Please tally the lines in the data below that include the string "using", and reply with only the total.

▶ [Data extract]
--- START ---
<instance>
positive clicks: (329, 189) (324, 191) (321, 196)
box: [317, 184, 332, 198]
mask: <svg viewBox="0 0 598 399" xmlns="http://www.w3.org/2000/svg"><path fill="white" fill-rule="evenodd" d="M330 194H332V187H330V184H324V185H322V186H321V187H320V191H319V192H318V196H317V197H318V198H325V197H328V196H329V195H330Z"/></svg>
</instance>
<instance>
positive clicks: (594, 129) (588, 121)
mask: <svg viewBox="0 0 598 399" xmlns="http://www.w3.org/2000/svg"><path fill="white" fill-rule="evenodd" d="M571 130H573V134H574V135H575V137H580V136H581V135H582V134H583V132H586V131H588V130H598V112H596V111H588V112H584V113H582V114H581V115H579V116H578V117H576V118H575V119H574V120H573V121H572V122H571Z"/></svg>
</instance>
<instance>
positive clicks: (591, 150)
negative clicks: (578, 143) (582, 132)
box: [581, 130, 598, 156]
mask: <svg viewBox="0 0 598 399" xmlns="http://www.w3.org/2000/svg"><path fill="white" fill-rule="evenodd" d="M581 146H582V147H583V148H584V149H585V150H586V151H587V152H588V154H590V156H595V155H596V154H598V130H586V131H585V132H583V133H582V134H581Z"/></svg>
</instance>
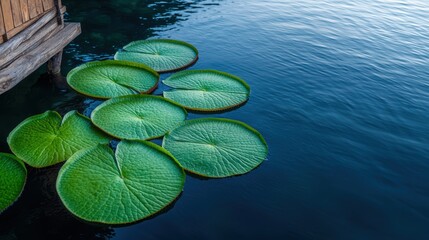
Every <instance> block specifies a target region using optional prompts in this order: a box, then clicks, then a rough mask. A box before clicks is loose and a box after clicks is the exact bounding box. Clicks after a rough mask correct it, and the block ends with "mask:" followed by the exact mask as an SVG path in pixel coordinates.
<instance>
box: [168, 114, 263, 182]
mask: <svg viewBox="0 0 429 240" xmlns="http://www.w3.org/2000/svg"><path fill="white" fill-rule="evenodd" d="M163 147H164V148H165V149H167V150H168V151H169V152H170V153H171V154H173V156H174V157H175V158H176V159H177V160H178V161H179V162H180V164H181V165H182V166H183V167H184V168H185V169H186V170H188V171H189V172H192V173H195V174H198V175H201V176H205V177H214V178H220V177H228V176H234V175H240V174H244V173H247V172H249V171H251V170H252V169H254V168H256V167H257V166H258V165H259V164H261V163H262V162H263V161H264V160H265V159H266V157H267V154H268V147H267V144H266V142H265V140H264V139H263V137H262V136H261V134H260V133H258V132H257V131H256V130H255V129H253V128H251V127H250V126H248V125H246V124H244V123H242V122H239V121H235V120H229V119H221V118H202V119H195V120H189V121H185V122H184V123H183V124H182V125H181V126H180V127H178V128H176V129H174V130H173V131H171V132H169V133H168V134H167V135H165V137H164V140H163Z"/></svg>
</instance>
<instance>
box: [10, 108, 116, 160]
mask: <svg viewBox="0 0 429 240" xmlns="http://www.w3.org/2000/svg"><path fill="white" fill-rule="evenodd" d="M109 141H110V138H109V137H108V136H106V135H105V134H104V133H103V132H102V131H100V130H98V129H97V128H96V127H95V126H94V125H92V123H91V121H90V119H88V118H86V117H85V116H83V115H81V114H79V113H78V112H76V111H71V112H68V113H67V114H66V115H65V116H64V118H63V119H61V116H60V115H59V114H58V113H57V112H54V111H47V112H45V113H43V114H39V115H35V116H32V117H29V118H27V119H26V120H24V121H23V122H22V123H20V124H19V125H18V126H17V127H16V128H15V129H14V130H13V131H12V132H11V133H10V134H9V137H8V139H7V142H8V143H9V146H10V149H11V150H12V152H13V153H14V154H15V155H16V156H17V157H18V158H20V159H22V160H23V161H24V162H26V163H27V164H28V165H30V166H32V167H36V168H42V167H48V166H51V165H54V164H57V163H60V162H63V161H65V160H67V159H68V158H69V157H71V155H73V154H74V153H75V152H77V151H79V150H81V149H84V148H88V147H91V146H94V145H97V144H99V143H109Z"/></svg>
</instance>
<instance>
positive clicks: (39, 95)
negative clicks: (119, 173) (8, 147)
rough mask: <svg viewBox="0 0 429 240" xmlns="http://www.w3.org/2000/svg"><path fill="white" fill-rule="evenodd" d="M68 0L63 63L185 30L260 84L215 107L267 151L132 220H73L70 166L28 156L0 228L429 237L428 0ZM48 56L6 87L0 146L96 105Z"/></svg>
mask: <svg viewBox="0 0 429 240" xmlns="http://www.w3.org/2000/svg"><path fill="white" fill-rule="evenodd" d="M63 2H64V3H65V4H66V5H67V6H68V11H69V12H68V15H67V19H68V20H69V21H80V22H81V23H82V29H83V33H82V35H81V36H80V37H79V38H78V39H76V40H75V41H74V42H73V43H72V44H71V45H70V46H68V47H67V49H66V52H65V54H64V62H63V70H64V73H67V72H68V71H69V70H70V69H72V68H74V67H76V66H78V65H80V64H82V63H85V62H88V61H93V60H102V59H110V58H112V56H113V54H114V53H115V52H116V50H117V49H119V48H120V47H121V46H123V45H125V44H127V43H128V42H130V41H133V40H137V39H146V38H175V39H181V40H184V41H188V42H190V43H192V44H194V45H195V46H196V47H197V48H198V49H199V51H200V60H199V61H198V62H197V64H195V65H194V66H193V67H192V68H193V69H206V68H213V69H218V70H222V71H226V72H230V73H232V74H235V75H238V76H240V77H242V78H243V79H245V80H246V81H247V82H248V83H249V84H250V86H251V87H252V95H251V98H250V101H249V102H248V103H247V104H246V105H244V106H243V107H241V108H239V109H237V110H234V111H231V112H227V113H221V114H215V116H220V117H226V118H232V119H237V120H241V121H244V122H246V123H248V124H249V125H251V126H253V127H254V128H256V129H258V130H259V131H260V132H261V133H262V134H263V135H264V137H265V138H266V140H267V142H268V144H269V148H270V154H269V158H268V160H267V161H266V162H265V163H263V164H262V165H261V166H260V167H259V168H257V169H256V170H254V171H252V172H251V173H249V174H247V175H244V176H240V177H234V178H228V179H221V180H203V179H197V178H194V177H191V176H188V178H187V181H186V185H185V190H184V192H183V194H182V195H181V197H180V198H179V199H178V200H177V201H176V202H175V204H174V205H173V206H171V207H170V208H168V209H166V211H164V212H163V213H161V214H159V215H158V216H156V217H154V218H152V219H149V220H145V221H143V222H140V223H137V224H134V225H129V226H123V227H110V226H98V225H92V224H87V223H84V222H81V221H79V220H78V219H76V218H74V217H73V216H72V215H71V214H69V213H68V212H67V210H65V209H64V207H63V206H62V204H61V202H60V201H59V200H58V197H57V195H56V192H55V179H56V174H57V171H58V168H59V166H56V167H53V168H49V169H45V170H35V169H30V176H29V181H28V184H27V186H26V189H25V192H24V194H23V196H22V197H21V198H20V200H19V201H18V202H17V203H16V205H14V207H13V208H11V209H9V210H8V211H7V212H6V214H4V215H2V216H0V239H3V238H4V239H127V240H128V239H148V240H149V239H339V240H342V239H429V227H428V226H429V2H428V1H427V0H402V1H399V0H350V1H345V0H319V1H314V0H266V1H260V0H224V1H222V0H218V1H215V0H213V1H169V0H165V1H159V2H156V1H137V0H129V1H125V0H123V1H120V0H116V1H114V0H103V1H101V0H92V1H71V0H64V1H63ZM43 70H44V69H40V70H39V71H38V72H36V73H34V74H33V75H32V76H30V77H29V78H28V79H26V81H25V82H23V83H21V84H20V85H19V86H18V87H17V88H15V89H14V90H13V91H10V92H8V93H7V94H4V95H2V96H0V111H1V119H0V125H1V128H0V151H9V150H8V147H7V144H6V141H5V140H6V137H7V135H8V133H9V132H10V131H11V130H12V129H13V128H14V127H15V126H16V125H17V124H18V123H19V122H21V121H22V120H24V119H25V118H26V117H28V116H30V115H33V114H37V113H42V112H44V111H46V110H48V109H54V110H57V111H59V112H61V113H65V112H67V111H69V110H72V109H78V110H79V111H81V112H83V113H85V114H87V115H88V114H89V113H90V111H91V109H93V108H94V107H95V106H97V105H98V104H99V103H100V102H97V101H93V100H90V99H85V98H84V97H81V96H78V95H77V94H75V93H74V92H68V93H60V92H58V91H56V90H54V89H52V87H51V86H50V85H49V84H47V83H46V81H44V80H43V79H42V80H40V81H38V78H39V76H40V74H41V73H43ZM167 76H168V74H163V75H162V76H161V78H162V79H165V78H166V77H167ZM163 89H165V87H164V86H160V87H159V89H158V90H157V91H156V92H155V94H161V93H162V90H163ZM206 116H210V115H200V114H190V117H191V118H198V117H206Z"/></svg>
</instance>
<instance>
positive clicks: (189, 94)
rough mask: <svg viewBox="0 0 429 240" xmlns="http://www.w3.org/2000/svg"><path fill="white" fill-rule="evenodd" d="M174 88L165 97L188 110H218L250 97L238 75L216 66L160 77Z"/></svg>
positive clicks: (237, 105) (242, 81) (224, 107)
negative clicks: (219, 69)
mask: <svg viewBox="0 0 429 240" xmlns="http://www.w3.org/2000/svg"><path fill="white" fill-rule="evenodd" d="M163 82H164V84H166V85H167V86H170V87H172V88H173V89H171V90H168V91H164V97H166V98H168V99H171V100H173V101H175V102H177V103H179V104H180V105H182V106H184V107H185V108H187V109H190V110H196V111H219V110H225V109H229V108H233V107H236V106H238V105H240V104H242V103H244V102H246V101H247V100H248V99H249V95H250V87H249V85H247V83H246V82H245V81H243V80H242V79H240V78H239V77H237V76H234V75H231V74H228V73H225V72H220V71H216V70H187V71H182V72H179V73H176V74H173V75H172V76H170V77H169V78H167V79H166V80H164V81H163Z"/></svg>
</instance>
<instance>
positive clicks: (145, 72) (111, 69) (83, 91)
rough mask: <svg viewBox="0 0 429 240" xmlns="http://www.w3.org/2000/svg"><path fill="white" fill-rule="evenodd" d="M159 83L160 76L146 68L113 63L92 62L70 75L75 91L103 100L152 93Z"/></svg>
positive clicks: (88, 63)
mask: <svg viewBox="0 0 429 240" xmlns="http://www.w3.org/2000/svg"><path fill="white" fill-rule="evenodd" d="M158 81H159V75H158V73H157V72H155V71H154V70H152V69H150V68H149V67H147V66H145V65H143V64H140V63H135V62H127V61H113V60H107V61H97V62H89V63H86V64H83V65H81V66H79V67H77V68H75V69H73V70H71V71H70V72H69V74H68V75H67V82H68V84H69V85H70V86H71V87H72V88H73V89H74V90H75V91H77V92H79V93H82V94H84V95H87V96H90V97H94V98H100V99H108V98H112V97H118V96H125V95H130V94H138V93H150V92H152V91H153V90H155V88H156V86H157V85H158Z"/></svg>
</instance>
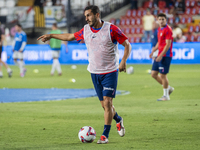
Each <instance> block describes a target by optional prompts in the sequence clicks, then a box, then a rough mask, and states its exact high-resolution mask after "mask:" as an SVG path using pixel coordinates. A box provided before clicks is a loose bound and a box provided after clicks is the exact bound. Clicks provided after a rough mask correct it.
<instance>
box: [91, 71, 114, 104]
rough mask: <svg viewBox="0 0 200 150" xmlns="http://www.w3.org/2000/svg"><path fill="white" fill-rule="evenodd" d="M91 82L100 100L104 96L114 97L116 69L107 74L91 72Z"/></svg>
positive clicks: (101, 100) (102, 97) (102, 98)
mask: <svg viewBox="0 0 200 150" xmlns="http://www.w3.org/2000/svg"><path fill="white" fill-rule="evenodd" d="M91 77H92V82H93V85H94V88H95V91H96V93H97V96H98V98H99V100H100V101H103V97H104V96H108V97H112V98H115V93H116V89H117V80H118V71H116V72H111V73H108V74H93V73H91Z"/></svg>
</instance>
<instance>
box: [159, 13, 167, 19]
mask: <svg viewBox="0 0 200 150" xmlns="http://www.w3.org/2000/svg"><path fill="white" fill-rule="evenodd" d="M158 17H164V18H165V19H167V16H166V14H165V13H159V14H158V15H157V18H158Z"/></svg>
--- END ---
--- START ---
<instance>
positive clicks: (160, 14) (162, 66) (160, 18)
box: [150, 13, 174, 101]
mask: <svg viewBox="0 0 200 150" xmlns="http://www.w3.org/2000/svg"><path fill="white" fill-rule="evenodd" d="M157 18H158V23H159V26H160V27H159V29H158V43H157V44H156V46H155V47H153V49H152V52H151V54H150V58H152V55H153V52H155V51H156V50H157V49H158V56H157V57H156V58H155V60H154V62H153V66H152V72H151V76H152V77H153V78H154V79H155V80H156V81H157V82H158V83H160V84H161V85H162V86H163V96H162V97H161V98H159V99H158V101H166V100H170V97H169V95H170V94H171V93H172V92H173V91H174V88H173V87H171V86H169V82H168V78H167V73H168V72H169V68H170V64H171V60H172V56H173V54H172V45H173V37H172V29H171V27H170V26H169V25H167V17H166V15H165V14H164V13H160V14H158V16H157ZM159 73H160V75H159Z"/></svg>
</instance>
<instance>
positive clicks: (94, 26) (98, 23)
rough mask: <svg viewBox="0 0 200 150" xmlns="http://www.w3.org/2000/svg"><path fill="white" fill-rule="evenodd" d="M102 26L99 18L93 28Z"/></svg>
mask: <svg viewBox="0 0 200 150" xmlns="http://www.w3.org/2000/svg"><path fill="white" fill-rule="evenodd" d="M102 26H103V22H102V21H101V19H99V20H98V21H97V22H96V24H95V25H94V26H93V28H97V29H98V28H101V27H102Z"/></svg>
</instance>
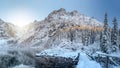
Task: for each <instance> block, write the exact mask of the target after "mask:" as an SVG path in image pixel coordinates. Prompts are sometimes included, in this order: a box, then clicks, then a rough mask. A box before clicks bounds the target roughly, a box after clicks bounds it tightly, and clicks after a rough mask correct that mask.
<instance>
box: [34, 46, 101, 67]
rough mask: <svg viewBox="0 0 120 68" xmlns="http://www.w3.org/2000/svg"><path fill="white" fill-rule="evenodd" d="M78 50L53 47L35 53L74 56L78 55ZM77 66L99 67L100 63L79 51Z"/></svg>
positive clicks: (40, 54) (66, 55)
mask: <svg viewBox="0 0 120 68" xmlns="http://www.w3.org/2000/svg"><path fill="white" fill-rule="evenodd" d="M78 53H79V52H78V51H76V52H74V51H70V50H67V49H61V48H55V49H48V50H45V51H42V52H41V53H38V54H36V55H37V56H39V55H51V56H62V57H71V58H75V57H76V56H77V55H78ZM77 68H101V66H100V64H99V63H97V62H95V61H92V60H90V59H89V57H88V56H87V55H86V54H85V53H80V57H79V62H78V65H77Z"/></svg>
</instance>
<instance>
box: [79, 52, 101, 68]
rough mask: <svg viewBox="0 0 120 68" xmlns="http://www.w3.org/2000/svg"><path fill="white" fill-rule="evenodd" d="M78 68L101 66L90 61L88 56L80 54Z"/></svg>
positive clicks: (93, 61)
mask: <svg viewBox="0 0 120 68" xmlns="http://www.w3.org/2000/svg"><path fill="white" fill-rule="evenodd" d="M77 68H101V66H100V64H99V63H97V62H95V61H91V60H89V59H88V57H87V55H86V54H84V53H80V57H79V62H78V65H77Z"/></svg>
--- END ---
▶ [Result of this exercise]
2